TO DO:
Pick out and copy each line of the data below that contains the word "separate". Case counts.

Boundary annotation data
— begin —
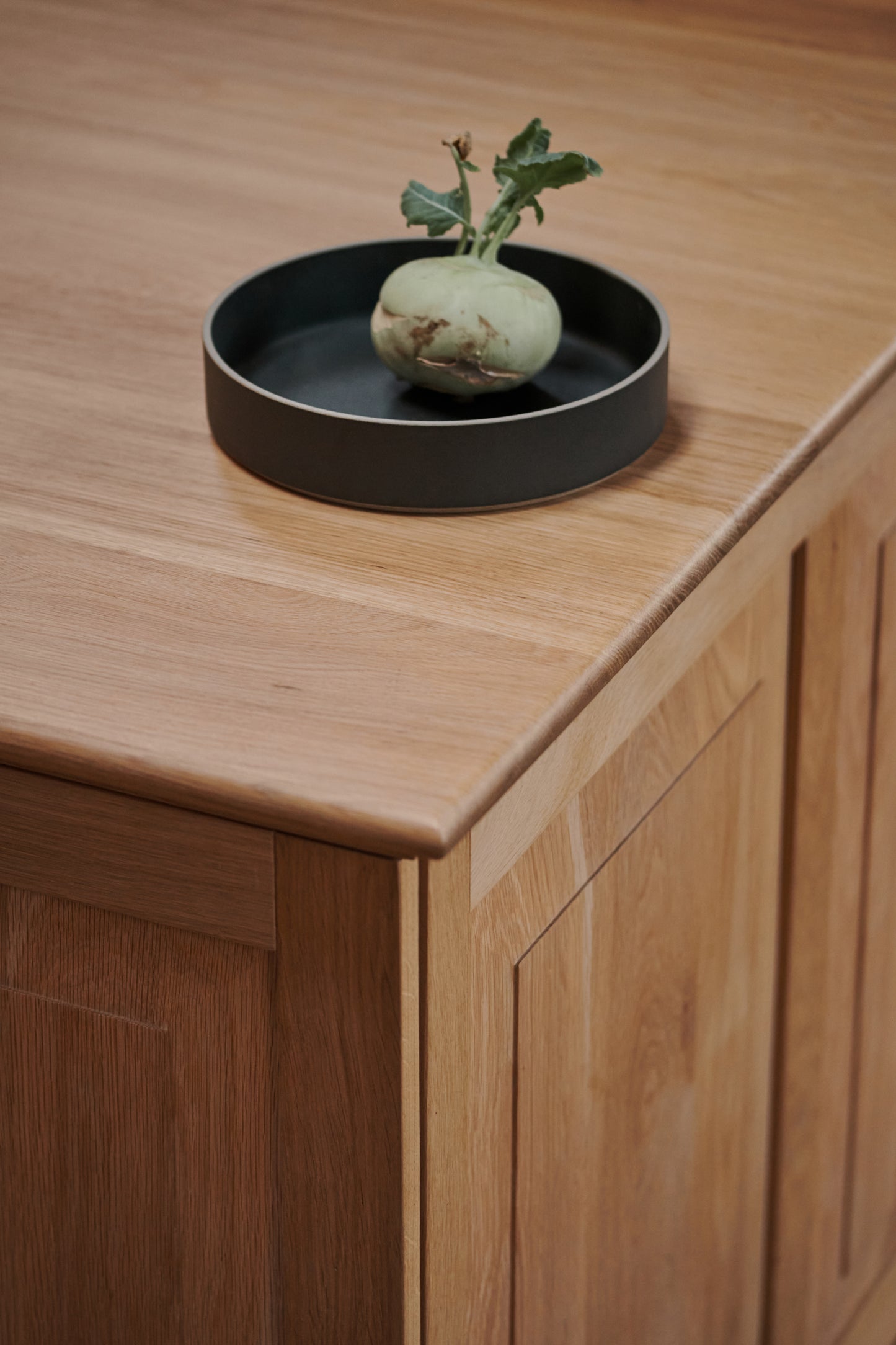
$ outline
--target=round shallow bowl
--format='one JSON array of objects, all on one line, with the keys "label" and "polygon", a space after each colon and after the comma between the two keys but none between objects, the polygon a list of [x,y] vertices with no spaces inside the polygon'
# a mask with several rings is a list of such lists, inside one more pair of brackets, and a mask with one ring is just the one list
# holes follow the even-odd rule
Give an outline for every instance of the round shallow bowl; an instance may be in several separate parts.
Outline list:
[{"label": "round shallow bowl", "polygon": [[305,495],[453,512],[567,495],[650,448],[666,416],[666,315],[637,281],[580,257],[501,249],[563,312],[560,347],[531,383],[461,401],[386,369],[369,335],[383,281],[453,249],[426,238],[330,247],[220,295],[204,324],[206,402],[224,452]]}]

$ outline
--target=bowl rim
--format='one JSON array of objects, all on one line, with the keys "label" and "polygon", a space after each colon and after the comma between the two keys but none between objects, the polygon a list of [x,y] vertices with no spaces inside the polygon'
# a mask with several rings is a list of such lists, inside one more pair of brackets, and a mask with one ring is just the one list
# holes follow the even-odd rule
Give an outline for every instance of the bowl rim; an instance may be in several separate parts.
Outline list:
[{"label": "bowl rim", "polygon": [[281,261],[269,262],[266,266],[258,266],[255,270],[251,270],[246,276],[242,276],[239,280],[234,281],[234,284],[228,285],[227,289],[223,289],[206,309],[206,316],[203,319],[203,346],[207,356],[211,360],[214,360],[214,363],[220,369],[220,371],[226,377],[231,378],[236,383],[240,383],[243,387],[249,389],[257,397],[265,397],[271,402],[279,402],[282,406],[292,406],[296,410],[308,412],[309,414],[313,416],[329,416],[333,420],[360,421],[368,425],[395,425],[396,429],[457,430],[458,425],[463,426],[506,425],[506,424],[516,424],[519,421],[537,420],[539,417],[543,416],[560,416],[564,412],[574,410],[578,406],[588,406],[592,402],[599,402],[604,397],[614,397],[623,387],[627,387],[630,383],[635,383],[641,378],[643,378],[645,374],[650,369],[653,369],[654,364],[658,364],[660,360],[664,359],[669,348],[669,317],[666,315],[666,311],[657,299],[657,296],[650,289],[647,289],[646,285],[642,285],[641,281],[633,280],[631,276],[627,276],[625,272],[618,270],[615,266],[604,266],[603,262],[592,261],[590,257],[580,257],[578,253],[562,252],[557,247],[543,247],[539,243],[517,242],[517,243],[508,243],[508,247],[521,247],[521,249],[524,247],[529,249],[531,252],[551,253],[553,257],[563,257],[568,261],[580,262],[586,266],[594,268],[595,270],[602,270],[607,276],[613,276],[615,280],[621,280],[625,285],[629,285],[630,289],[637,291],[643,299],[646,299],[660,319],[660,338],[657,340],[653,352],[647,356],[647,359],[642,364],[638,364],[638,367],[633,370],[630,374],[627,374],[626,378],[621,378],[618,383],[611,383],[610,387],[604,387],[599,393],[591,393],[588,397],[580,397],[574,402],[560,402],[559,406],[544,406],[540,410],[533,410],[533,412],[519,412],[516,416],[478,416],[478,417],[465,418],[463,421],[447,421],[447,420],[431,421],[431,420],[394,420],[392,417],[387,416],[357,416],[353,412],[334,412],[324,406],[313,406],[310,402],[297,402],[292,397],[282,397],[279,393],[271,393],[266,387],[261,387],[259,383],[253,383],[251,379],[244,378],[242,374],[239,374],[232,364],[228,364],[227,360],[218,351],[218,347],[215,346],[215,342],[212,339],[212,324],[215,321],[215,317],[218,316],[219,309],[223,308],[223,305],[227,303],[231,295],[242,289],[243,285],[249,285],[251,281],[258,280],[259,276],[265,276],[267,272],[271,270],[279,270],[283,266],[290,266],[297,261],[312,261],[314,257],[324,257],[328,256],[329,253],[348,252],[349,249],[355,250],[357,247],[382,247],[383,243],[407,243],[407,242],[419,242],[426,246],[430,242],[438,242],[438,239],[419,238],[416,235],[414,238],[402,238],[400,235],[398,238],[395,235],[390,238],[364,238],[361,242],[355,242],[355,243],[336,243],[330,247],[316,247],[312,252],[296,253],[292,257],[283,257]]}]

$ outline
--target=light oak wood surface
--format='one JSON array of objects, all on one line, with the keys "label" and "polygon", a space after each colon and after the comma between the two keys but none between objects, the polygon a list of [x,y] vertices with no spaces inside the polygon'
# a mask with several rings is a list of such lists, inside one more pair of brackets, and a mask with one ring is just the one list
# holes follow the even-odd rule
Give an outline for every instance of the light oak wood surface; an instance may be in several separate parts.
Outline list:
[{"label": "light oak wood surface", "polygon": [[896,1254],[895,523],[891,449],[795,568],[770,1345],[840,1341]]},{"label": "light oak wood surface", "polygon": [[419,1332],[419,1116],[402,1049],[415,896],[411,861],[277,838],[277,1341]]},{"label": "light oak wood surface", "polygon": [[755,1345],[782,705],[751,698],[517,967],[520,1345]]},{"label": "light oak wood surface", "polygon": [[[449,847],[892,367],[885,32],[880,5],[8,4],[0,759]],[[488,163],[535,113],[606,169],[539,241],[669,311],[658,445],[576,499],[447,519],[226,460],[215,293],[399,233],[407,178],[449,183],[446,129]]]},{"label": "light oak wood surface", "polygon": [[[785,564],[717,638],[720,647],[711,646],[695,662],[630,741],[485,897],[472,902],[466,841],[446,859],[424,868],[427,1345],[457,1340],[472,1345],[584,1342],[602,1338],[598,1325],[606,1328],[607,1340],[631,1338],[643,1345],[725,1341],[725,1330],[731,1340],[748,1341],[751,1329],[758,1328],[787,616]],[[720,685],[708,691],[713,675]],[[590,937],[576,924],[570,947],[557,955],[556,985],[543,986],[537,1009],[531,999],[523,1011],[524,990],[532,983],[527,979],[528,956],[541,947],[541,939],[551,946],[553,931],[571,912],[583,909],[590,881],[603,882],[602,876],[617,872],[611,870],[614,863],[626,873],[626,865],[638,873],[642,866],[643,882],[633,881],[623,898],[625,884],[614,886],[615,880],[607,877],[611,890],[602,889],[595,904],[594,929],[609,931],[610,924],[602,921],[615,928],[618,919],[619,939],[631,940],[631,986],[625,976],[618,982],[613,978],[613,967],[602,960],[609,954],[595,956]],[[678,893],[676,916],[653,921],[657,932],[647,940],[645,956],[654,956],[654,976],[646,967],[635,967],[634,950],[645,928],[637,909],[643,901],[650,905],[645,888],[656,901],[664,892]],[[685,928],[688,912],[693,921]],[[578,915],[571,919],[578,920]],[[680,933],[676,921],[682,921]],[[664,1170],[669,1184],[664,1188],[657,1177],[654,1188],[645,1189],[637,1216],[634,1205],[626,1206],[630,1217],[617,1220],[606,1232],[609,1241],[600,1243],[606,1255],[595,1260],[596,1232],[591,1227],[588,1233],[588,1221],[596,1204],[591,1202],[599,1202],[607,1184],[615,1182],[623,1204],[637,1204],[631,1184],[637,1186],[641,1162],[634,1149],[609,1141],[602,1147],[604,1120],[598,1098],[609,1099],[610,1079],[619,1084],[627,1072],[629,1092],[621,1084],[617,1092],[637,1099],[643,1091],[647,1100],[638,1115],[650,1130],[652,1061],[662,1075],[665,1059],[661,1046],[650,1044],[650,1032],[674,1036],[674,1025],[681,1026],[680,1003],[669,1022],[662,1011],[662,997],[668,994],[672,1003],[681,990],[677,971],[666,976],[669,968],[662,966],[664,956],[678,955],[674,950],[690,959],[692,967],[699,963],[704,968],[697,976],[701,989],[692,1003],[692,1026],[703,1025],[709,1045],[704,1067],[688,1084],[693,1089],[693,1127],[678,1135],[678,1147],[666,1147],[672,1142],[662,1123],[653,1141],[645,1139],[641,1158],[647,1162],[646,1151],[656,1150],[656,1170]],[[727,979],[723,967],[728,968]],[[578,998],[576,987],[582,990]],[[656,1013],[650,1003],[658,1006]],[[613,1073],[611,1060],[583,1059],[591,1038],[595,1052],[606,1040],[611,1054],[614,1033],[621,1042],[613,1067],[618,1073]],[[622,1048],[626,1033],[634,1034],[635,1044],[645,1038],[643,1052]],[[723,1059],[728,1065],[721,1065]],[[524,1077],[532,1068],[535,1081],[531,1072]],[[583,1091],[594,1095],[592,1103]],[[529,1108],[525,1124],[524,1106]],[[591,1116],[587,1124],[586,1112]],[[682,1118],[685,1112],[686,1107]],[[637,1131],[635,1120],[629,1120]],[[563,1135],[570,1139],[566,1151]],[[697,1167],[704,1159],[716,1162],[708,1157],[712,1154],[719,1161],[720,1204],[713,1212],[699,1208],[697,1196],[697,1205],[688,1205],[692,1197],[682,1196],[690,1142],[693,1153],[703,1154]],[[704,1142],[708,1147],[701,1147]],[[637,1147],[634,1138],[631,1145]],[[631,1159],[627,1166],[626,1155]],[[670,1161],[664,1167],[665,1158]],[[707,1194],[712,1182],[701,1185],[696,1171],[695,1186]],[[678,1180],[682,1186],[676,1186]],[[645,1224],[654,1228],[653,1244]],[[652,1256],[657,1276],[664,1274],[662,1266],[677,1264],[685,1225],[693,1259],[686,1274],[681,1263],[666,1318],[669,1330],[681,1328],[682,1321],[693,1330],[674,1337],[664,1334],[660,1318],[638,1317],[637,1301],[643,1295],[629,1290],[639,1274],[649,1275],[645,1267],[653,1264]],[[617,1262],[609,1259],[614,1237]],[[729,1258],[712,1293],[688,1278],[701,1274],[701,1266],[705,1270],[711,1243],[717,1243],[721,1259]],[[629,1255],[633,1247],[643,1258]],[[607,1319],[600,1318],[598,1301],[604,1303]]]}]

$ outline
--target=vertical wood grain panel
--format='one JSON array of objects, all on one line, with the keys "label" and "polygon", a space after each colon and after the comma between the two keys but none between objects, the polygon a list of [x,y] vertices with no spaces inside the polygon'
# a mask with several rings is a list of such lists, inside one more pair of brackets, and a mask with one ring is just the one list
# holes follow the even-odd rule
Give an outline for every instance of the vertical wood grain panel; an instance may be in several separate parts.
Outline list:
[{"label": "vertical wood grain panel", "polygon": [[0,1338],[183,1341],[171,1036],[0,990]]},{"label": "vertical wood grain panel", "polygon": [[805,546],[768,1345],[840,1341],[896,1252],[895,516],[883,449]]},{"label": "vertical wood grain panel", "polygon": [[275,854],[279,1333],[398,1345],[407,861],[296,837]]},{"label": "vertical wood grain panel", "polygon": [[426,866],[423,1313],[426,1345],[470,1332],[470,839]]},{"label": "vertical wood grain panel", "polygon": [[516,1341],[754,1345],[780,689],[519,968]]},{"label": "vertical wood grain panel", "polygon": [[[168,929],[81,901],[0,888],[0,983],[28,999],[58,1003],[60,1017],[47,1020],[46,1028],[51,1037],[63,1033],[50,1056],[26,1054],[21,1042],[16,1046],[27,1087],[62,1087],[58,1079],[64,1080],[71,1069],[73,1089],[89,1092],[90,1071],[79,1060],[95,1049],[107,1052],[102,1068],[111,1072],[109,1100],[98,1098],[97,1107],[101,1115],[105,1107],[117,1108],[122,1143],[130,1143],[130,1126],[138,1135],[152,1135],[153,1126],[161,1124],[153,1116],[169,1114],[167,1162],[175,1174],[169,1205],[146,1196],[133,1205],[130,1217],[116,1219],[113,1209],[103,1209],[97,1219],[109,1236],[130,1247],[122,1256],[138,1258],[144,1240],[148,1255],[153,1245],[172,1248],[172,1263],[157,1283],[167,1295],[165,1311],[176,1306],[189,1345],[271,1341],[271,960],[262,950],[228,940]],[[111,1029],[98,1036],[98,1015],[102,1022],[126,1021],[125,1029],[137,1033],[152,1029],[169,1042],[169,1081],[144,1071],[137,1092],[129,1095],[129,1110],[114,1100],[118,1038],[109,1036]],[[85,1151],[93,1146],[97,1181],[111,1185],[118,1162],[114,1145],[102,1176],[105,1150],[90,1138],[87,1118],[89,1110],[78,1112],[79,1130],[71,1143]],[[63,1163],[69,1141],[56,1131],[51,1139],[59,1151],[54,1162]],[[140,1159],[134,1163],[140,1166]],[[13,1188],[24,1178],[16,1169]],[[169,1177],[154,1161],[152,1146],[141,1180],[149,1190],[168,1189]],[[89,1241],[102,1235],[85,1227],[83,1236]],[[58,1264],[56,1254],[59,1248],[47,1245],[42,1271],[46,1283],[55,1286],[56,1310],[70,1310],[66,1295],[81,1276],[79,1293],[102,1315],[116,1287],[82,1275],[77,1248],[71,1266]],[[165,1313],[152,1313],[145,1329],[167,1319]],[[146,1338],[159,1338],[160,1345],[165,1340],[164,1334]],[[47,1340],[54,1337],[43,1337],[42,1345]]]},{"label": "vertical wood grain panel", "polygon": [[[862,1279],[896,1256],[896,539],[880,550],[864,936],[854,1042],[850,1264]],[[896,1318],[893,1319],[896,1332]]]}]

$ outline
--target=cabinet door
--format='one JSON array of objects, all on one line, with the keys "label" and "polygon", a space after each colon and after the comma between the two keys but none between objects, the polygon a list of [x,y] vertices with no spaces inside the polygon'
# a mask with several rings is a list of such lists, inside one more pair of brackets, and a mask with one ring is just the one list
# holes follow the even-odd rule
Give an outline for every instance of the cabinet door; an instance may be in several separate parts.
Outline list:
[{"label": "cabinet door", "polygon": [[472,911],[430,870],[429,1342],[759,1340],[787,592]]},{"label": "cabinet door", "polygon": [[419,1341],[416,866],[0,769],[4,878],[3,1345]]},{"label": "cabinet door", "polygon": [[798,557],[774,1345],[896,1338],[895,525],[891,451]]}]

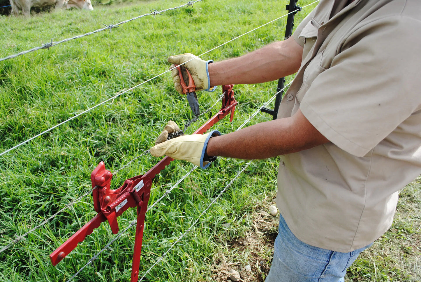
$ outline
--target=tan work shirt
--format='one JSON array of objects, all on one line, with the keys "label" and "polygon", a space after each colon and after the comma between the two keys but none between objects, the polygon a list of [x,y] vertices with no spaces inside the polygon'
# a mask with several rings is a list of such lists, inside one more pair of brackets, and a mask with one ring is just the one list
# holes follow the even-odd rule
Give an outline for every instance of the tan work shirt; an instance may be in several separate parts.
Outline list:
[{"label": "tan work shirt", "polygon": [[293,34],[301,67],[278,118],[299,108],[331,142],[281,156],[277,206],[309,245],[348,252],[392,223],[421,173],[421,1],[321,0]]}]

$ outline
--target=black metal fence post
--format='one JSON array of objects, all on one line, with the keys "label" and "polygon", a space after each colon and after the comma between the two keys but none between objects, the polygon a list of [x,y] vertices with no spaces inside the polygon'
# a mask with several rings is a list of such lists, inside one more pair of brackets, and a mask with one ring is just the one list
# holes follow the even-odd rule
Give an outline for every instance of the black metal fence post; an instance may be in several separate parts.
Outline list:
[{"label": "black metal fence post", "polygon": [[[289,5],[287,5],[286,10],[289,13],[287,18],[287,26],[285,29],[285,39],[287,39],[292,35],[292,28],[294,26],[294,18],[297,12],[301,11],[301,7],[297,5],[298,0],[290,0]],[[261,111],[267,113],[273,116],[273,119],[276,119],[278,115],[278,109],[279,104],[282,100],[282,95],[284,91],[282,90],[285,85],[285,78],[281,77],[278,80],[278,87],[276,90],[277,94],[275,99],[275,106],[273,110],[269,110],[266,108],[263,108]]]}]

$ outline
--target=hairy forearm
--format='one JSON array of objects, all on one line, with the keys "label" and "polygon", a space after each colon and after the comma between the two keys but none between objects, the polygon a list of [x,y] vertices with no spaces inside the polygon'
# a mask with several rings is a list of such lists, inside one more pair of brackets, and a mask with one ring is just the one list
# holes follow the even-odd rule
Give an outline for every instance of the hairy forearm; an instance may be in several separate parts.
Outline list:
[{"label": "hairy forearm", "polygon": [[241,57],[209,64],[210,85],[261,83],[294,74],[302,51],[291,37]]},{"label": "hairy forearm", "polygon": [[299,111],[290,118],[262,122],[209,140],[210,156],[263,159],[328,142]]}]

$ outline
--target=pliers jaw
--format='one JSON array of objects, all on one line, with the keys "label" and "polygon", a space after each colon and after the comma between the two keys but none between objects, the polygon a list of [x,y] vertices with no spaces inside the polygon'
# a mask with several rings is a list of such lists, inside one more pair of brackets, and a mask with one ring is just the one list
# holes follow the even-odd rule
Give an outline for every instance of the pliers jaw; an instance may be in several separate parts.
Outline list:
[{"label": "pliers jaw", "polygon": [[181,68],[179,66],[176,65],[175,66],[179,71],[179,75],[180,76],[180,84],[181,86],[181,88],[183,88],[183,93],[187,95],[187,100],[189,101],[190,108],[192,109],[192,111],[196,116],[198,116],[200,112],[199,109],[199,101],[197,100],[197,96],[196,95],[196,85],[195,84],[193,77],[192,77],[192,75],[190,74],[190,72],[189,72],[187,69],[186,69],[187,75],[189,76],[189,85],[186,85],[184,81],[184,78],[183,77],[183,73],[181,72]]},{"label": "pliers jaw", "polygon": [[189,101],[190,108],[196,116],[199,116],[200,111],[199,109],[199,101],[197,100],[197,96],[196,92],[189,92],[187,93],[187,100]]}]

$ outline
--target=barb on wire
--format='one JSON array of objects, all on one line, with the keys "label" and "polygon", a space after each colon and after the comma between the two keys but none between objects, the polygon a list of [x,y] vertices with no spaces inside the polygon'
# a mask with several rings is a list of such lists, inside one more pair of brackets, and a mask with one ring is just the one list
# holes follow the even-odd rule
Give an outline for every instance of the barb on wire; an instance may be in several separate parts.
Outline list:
— end —
ANSWER FOR THIS EXERCISE:
Give an outline for every instance of the round shallow bowl; an instance may be in several separate parts.
Give an outline for every instance of the bowl rim; an instance may be in several separate parts.
Give an outline for every instance of the light oak wood surface; an instance may be in several separate parts.
Give an outline for every instance of the vertical wood grain panel; an instance may be in several separate parts.
Give an outline for every instance of the cabinet door; an instance may be in several separate parts.
Give an outline for every instance of the tan work shirt; an instance may be in several separate parts.
Give an outline for every instance of the black metal fence post; an instance may be in several separate parts.
Give an outline for every instance of the hairy forearm; an instance may be in several separate parts.
Give an outline for every instance of the pliers jaw; an instance may be in several separate parts.
Give an outline for every instance of the barb on wire; an instance may be in several separate parts.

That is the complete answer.